> **Task**:
Every line of the data must be copied exactly.

> **Records for processing**:
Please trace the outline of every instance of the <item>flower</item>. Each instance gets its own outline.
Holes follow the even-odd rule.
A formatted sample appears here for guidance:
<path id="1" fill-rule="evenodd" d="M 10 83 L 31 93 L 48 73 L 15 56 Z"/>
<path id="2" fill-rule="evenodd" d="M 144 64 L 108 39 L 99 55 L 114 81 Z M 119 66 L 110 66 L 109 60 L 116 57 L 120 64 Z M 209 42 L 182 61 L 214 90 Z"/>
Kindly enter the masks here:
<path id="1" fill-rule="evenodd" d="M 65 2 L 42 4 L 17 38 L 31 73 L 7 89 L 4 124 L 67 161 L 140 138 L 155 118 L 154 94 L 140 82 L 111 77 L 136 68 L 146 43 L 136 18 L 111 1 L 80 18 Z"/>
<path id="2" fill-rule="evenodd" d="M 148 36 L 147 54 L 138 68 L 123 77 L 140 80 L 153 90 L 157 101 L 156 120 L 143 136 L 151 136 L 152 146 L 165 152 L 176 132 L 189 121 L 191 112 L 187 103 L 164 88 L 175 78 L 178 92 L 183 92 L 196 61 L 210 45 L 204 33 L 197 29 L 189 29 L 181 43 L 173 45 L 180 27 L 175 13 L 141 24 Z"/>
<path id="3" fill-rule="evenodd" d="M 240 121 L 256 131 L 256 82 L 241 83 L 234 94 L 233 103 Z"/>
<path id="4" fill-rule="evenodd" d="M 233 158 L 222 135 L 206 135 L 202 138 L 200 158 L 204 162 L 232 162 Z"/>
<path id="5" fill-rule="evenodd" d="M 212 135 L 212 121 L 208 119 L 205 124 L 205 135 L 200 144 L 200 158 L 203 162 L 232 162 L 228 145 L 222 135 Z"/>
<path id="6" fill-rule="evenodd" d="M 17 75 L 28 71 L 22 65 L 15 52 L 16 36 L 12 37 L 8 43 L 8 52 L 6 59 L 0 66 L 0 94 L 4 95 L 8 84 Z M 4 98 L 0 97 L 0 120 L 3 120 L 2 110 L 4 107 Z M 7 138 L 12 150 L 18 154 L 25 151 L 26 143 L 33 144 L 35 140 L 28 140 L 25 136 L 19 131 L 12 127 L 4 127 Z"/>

> **Exercise answer**:
Please trace the outline of every instance of the <item>flower</item>. Each instance gets its own outline.
Holes follow the even-odd rule.
A formatted sample appears here for guidance:
<path id="1" fill-rule="evenodd" d="M 10 83 L 31 93 L 48 73 L 15 56 Z"/>
<path id="2" fill-rule="evenodd" d="M 144 64 L 108 39 L 99 55 L 114 81 Z M 119 66 L 110 66 L 109 60 L 116 57 L 120 64 Z M 209 42 L 182 61 L 214 90 Z"/>
Kindly enter the masks here:
<path id="1" fill-rule="evenodd" d="M 65 2 L 42 4 L 17 38 L 31 73 L 7 89 L 4 124 L 67 161 L 140 138 L 155 118 L 154 94 L 140 82 L 111 77 L 136 68 L 146 43 L 136 18 L 111 1 L 80 18 Z"/>
<path id="2" fill-rule="evenodd" d="M 148 36 L 147 54 L 138 68 L 123 77 L 140 80 L 153 90 L 157 101 L 156 120 L 143 136 L 151 136 L 152 146 L 165 152 L 176 132 L 189 121 L 191 112 L 187 103 L 164 88 L 175 78 L 178 92 L 183 92 L 196 61 L 210 45 L 204 33 L 197 29 L 189 29 L 181 43 L 173 45 L 180 27 L 175 13 L 141 24 Z"/>
<path id="3" fill-rule="evenodd" d="M 240 121 L 256 131 L 256 82 L 241 83 L 234 94 L 233 103 Z"/>
<path id="4" fill-rule="evenodd" d="M 233 158 L 222 135 L 206 135 L 202 138 L 200 158 L 204 162 L 232 162 Z"/>
<path id="5" fill-rule="evenodd" d="M 212 135 L 212 121 L 208 119 L 205 124 L 205 135 L 200 144 L 200 158 L 203 162 L 232 162 L 228 145 L 222 135 Z"/>
<path id="6" fill-rule="evenodd" d="M 17 75 L 28 71 L 22 65 L 15 52 L 16 36 L 12 37 L 8 43 L 8 52 L 6 59 L 0 66 L 0 94 L 4 95 L 8 84 Z M 4 98 L 0 97 L 0 120 L 3 120 L 2 110 L 4 107 Z M 7 138 L 12 150 L 18 154 L 25 151 L 26 143 L 33 144 L 35 140 L 28 140 L 25 136 L 19 131 L 12 127 L 4 127 Z"/>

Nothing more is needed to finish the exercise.